§ **STATED GOAL**
From the rows below, pick out every line that contains the string "segment" and copy each such line unchanged.

§ **DATA PROVIDED**
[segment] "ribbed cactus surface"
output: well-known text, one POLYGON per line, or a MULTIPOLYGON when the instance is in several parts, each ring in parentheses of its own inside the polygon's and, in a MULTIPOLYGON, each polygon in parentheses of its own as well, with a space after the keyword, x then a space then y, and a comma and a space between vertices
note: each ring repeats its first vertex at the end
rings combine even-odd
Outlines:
==
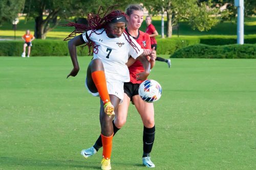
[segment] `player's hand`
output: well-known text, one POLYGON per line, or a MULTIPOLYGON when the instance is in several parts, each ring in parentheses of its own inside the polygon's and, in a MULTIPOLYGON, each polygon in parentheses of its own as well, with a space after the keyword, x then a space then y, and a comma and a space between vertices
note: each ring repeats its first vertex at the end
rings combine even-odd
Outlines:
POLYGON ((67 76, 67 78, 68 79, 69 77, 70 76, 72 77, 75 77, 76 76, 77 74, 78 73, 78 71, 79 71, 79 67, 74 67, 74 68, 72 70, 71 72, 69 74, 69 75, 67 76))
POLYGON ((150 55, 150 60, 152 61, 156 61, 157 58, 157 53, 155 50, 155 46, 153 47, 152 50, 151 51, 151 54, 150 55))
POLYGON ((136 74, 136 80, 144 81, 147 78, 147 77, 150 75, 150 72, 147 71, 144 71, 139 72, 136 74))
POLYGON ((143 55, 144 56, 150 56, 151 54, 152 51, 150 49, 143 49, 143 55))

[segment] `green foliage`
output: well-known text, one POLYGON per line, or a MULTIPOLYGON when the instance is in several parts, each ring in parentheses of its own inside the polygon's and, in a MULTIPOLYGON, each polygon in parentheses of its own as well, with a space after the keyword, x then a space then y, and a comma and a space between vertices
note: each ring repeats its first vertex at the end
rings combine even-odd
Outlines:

§ **TASK OUTPUT**
[segment] "ribbed cactus surface"
[segment] `player's hand`
[segment] `green foliage`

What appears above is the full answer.